ABOUT THIS TASK: Report back every line below that carries the word "draw".

(Dataset entries)
┌────────

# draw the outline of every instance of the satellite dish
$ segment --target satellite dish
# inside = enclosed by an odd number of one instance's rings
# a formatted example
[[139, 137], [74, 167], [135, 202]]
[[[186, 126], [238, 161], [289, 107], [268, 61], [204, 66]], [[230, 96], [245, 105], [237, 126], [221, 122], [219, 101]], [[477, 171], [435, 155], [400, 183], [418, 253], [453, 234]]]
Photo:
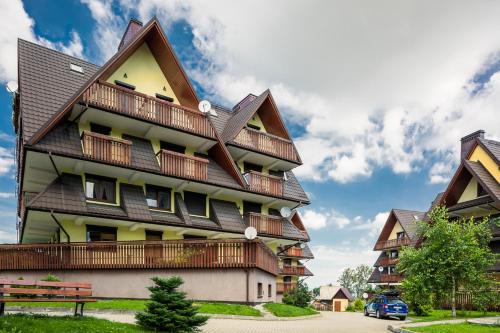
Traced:
[[378, 271], [379, 271], [380, 273], [382, 273], [382, 272], [384, 271], [384, 267], [382, 267], [382, 266], [378, 266]]
[[364, 299], [368, 299], [368, 294], [367, 293], [363, 293], [363, 298]]
[[19, 86], [18, 86], [16, 81], [9, 81], [5, 85], [5, 88], [7, 88], [8, 92], [15, 93], [15, 92], [17, 92], [17, 89], [19, 88]]
[[257, 229], [254, 227], [247, 227], [245, 229], [245, 238], [248, 240], [253, 240], [257, 237]]
[[290, 217], [290, 215], [292, 215], [292, 210], [288, 207], [282, 207], [280, 209], [280, 214], [283, 217]]
[[299, 247], [300, 247], [301, 249], [305, 249], [305, 248], [306, 248], [306, 243], [302, 243], [302, 242], [300, 242], [300, 243], [299, 243]]
[[203, 100], [198, 104], [198, 110], [200, 110], [203, 113], [207, 113], [212, 109], [212, 104], [210, 104], [209, 101]]

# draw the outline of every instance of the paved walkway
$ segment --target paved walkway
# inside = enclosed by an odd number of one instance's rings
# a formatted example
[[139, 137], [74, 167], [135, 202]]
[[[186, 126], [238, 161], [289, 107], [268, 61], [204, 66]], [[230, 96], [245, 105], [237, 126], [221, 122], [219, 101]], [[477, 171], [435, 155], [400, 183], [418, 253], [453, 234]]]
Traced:
[[475, 324], [494, 324], [499, 321], [500, 317], [483, 317], [483, 318], [473, 318], [473, 319], [448, 319], [448, 320], [436, 320], [436, 321], [424, 321], [418, 323], [394, 323], [389, 324], [391, 326], [391, 331], [398, 332], [400, 328], [407, 327], [411, 329], [412, 327], [422, 327], [422, 326], [430, 326], [430, 325], [440, 325], [440, 324], [461, 324], [465, 322], [473, 322]]

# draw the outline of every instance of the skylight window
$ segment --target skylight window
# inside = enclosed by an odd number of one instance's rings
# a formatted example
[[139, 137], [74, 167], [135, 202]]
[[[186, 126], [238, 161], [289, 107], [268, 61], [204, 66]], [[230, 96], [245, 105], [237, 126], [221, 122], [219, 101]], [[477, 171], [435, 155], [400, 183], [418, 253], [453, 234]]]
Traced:
[[70, 63], [69, 64], [69, 69], [72, 70], [73, 72], [77, 72], [77, 73], [83, 74], [83, 67], [80, 66], [80, 65], [76, 65], [76, 64]]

└────────

ANSWER BOX:
# draw the outline of every instance of the satellite dish
# draw the outline of every instance of the paved walkway
# draw the outline of every instance of the skylight window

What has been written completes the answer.